╭──

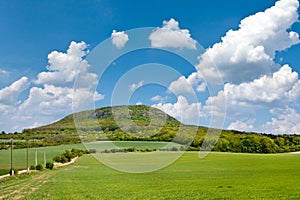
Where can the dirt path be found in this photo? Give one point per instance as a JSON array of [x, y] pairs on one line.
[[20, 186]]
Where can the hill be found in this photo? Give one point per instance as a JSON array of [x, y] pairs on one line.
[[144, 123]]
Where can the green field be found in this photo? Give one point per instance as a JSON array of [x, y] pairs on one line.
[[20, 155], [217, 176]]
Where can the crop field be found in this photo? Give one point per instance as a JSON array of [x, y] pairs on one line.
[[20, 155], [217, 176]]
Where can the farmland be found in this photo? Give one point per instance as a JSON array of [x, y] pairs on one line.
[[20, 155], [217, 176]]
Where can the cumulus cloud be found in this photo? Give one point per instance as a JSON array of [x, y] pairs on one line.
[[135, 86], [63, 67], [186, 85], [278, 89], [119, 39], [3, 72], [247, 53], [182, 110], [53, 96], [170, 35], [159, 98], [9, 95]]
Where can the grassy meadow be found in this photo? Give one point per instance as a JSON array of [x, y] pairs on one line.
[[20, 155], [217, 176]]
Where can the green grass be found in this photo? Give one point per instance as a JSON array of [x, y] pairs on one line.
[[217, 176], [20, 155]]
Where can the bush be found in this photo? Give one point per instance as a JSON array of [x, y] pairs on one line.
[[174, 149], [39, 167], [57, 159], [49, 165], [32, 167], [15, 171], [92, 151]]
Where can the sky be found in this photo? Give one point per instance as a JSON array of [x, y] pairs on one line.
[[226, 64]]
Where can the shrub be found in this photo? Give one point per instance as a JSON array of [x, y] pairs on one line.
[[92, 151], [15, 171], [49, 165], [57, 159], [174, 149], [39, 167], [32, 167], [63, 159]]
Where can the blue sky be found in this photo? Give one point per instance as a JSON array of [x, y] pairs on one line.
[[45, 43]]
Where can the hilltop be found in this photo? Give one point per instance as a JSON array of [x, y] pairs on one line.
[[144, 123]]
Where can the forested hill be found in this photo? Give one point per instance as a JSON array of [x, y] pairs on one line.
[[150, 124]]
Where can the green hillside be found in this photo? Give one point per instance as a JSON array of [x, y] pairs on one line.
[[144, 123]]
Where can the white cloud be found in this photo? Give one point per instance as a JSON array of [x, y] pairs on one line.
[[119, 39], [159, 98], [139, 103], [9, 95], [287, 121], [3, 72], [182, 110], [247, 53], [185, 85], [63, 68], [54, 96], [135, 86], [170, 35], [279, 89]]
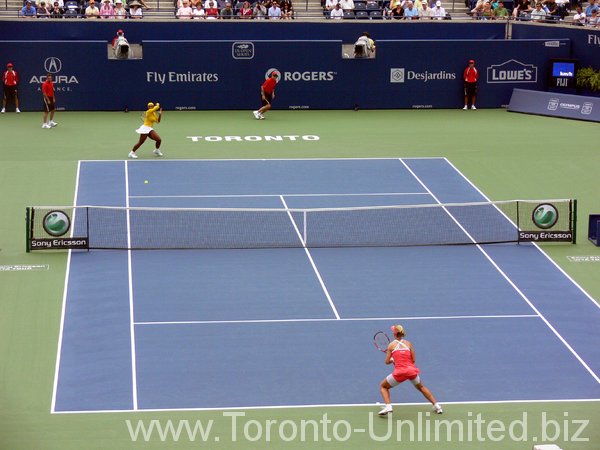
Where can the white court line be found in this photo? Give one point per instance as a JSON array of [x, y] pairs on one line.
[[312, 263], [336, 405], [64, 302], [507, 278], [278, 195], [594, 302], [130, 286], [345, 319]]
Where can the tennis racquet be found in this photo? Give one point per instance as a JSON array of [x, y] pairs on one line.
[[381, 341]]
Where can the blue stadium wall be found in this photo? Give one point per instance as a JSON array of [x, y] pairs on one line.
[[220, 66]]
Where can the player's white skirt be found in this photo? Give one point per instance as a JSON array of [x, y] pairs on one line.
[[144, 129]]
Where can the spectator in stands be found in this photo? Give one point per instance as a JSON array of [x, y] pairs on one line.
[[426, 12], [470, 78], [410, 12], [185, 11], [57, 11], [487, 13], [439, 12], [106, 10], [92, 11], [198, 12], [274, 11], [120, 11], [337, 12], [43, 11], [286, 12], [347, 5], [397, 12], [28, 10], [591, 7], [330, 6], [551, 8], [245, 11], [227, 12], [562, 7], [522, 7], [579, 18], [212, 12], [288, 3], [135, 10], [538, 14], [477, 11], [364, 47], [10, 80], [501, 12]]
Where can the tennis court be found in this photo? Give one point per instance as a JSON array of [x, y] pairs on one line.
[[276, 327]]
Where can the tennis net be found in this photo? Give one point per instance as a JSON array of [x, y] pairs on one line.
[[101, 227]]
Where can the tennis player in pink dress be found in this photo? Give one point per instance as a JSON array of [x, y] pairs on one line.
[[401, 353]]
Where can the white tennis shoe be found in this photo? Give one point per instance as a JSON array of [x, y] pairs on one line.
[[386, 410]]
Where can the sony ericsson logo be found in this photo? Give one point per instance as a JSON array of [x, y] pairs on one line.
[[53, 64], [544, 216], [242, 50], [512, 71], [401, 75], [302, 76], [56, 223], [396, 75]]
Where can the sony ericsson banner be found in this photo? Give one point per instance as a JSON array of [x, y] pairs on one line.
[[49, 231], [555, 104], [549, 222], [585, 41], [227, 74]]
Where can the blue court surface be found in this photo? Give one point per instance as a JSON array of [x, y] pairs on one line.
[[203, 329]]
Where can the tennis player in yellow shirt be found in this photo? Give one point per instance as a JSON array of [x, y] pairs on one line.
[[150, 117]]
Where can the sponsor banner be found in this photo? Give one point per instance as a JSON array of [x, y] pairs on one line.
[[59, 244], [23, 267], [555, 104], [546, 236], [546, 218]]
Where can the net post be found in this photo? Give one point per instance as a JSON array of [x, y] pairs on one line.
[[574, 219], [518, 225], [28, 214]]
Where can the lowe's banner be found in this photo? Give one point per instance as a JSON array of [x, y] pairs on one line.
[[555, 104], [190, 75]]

╰──

Format every line of the records above as a Markdown table with two columns, "No." for the row number and "Line" for the text of the line. Skip blank lines and leave the pictures out.

| No. | Line |
|---|---|
| 1 | Where can the dirt path be found in this photo? Give one point per instance as a JSON array of [x, y] pairs on one line. |
| 2 | [[20, 186]] |
| 3 | Where can the hill be found in this photo? Give one point per instance as a JSON array of [x, y] pairs on one line. |
| 4 | [[144, 123]] |
| 5 | Where can the green field be found in this photo? Give one point per instance as a JSON array of [x, y] pairs on one line. |
| 6 | [[20, 155], [217, 176]] |
| 7 | Where can the crop field be found in this photo? Give one point per instance as a JSON array of [x, y] pairs on one line. |
| 8 | [[20, 155], [217, 176]] |
| 9 | Where can the farmland be found in this photo? Give one point per instance as a JSON array of [x, y] pairs on one line. |
| 10 | [[20, 155], [217, 176]] |
| 11 | Where can the cumulus cloud be found in this photo? Give one point per instance as a JSON array of [x, y] pairs on one line. |
| 12 | [[135, 86], [63, 67], [186, 85], [278, 89], [119, 39], [3, 72], [247, 53], [182, 110], [53, 96], [170, 35], [159, 98], [9, 95]] |
| 13 | Where can the grassy meadow be found in this photo? Give one point per instance as a JSON array of [x, y] pairs on one line. |
| 14 | [[20, 155], [217, 176]] |
| 15 | Where can the green grass be found in this photo? Give one point per instance as a JSON array of [x, y] pairs on one line. |
| 16 | [[217, 176], [20, 155]] |
| 17 | Where can the bush be found in this photo? Give one point per instance as a JSON array of [x, y] pairs on one line. |
| 18 | [[174, 149], [39, 167], [57, 159], [49, 165], [32, 167], [15, 171], [92, 151]] |
| 19 | Where can the sky be found in this photo? Give one point per instance as a JSON array of [x, y] pairs on one line. |
| 20 | [[226, 64]] |
| 21 | Where can the shrub be found in this photo? Give one point per instance as a JSON array of [x, y] pairs on one line. |
| 22 | [[92, 151], [15, 171], [49, 165], [57, 159], [174, 149], [39, 167], [32, 167], [63, 159]] |
| 23 | Where can the blue sky be found in this photo? Give one point per instance as a JSON array of [x, y] pairs on one line. |
| 24 | [[45, 43]] |
| 25 | Where can the hilltop be found in this photo? Give one point per instance as a JSON array of [x, y] pairs on one line. |
| 26 | [[144, 123]] |
| 27 | Where can the forested hill be found in this photo? Give one point per instance as a JSON array of [x, y] pairs on one line. |
| 28 | [[150, 124]] |
| 29 | Where can the green hillside be found in this photo? Give one point per instance as a JSON array of [x, y] pairs on one line. |
| 30 | [[144, 123]] |
| 31 | Where can the white cloud be found in this photo? Give one point per instance as a JSON array of [x, y] pairs on one line. |
| 32 | [[119, 39], [159, 98], [139, 103], [9, 95], [287, 121], [3, 72], [182, 110], [247, 53], [185, 85], [63, 68], [54, 96], [135, 86], [170, 35], [279, 89]] |
| 33 | Where can the white court line be found in this photo? Give one point per instance as a JSON array of [x, y] pairs on one line. |
| 34 | [[312, 263], [336, 405], [64, 302], [507, 278], [278, 195], [594, 302], [130, 286], [345, 319]] |
| 35 | Where can the tennis racquet be found in this photo? Give one point per instance as a JSON array of [x, y] pairs on one line. |
| 36 | [[381, 341]] |
| 37 | Where can the blue stadium wall be found in this photo? Give one point per instance as a JSON array of [x, y] pairs on one line. |
| 38 | [[220, 66]] |
| 39 | Where can the player's white skirt be found in this photo? Give one point per instance as a JSON array of [x, y] pairs on one line. |
| 40 | [[144, 129]] |
| 41 | Where can the spectator in stands be found in this photo? Give one point per instance as a JSON array of [x, y] pairs on one line. |
| 42 | [[426, 12], [470, 78], [410, 12], [185, 11], [57, 11], [487, 13], [439, 12], [106, 10], [92, 11], [198, 12], [274, 11], [120, 11], [337, 12], [43, 11], [286, 12], [347, 5], [397, 12], [28, 10], [591, 7], [330, 6], [551, 8], [245, 11], [227, 12], [562, 7], [522, 7], [579, 18], [212, 12], [288, 3], [135, 10], [538, 14], [477, 11], [364, 47], [10, 80], [501, 12]] |
| 43 | Where can the tennis court be found in this photo? Give one point per instance as a JSON array of [x, y] pairs on one line. |
| 44 | [[276, 327]] |
| 45 | Where can the tennis net be found in this photo? Give one point per instance as a JSON array of [x, y] pairs on one line. |
| 46 | [[101, 227]] |
| 47 | Where can the tennis player in pink dress be found in this photo? Give one point per instance as a JSON array of [x, y] pairs on one line. |
| 48 | [[401, 353]] |
| 49 | Where can the white tennis shoe be found in this photo? Give one point per instance as a JSON array of [x, y] pairs on one line. |
| 50 | [[386, 410]] |
| 51 | Where can the sony ericsson logo be found in this photo? Give one point per instance as a JSON array of [x, y] pairs on one line. |
| 52 | [[53, 64], [544, 216], [242, 50], [512, 71], [401, 75], [302, 76], [56, 223], [396, 75]] |
| 53 | Where can the sony ericsson banner be found in this photo? Give one point per instance as a JSON array of [x, y] pairs on one line. |
| 54 | [[49, 231], [555, 104], [549, 222], [585, 41], [227, 74]] |
| 55 | Where can the blue court surface be found in this photo? Give one point per instance as a JSON array of [x, y] pairs on one line. |
| 56 | [[203, 329]] |
| 57 | Where can the tennis player in yellow shirt be found in this photo? Give one point per instance as a JSON array of [x, y] pairs on one line. |
| 58 | [[150, 117]] |
| 59 | Where can the sponsor banner be found in this photo? Give one point per instance as a JSON array of [x, y] pairs on one line. |
| 60 | [[59, 244], [23, 267], [555, 104], [546, 236], [546, 218]] |
| 61 | Where can the net post be found in this photo? Give one point per instance as a JSON array of [x, y] pairs on one line. |
| 62 | [[574, 219], [518, 225], [28, 214]] |
| 63 | Where can the lowe's banner be found in this photo? Give one point per instance as a JSON array of [x, y] pairs on one line. |
| 64 | [[555, 104], [190, 75]] |